> Yapılacak iş
Lütfen şakada Peygamber'in sünnet ölçülerine uymayı anlatan metni, son cümlesinin ardından devam ettirerek yazın.
--- Alıntılanan metin ---
Rabbimiz bir ayetinde şöyle buyuruyor; ”De ki; Allah’ın lütfu ve rahmetiyle sevinsinler, bununla neşelensinler” Yunus 10/58

  • Sevgili kardeşlerim, bir ehli İrfanda bulunması gereken altıncı özellik "Şaka ve latifelerde hazreti Peygamber (s.a.v.) Efendimizin sünnet ölçülerine uymasıdır". Zira eğer bu ölçüye dikkat etmez ise karşımızdaki insanları incitir, kırar ve üzeriz. Onun içindir ki, yaptığımız şakanında, latifeninde bir ölçüsü olması lazımdır. Bu ölcüyü bize Sevgili Peygamberimiz (s.a.v.) hayatında ki binlerce örnekler ile göstermektedir. O örneklerden bir tanesi:

"Bir gün hazreti Fahri Kâinat (s.a.v.) ile hazreti Ali (r.a.) beraberce hurma yemekteydiler. Hazreti Ali (r.a.) Allah Resulü (s.a.v.)'e bir latife, şaka yapmak istemiş, ve yediği hurmaların çekirdeklerini Allah Resulü (s.a.v.) görmeden onun önüne koyar. Hurmalar bitince der ki: "Ya Rasûlallah, ne kadar çok acıkmışsınız, bütün hurmaları siz yemişsiniz. Bak, ben hiç yememişim!" Allah'ın Resulü bu latifeye güzel bir latife ile karşılık verir ve şöyle der: "Ya Ali, sen benden daha çok acıkmışsın, zira bak hurmaları sen çekirdekleri ile yemişsin."
--- Sağlanan girdiler ---
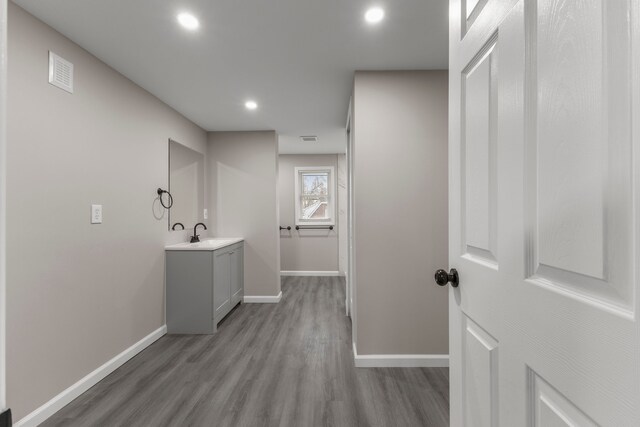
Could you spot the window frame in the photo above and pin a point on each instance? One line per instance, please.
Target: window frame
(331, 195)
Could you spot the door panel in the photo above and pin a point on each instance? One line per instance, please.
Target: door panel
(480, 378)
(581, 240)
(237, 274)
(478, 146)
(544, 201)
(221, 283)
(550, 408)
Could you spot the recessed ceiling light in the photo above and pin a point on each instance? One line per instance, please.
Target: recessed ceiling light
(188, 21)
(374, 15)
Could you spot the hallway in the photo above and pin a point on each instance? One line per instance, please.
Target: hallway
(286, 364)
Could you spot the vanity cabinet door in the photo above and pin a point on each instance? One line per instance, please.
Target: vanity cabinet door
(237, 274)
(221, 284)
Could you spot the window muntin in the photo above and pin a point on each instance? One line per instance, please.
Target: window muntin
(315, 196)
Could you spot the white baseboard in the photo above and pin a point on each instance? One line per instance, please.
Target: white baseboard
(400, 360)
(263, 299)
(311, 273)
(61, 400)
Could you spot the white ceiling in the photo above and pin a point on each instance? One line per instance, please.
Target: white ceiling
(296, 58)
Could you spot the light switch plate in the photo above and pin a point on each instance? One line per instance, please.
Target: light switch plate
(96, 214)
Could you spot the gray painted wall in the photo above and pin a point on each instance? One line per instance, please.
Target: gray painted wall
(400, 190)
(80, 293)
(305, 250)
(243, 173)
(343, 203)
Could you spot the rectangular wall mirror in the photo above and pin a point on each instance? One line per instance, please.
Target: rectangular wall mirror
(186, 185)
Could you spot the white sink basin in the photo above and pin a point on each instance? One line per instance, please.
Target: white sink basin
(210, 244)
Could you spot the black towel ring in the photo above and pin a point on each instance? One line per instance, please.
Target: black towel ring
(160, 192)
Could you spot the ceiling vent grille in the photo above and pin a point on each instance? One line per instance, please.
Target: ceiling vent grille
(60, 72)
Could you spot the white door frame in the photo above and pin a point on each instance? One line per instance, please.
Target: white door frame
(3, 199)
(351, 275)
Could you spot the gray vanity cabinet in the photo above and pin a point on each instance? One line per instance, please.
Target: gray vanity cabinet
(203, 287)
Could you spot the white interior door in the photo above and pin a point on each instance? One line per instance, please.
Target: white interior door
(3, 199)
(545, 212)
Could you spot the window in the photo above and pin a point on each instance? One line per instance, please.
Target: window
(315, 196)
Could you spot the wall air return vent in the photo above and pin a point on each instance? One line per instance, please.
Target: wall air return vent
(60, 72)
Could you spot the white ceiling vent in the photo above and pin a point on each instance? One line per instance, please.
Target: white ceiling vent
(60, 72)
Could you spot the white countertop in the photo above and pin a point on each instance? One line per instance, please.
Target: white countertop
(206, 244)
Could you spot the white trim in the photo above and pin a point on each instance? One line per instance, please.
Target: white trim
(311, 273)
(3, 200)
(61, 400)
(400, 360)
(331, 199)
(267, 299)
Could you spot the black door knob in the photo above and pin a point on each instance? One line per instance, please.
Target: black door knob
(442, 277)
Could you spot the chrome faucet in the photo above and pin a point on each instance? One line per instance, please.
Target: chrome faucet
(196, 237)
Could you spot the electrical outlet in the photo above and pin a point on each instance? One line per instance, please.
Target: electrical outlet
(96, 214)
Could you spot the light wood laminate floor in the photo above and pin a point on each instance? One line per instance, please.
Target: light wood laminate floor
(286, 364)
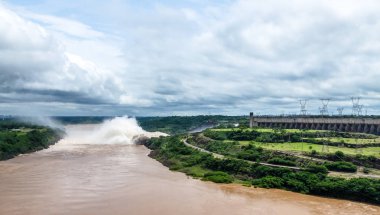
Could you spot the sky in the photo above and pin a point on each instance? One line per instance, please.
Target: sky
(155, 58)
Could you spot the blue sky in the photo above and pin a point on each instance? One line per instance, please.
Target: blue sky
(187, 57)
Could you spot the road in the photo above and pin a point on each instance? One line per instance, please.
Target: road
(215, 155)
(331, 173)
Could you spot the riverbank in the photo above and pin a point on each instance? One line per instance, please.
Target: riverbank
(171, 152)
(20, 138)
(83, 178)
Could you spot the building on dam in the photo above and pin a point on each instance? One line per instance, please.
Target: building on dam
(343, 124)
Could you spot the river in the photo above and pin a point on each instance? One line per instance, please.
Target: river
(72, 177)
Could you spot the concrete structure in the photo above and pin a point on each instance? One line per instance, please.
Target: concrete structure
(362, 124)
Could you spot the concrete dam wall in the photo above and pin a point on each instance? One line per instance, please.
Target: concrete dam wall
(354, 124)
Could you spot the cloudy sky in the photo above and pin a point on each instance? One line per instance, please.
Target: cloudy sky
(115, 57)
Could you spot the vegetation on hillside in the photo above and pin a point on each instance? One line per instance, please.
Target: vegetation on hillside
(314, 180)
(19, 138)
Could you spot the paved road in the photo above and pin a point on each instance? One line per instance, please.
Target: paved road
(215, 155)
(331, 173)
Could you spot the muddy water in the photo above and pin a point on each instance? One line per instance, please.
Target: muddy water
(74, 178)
---
> Alıştırma sonucu
  • Sevgili kardeşlerim, ehli İrfanda bulunması gereken yedinci özellik ise kanaatkâr olma özelligidir. Bir ehli İrfan daima kanaatkâr olmalıdır, aza kanaat etmeli. Ona verdiği bütün nimetlere şükretmeli, hamd etmelidir. Zira kanaat etmemek, Rabbimizin bizimle ilgili yaptığı taksimata razı olmamak demektir. Yani: "Ya Rabbi, Sen bu taksimatı yapmışsın ama ben bunu beğenmiyorum." demektir. Bu Rabbimize karşı küstahlık, saygısızlık, isyankarlık demektir. Allah cc. bu hallerden bizleri korusun. Rabimiz kelamı kadiminde şöyle buyurur:

"Erkek kadın, her kim mümin olarak iyi bir amel işlerse, muhakkak ona hoş bir hayat yaşatacağız." (Nahl16/97)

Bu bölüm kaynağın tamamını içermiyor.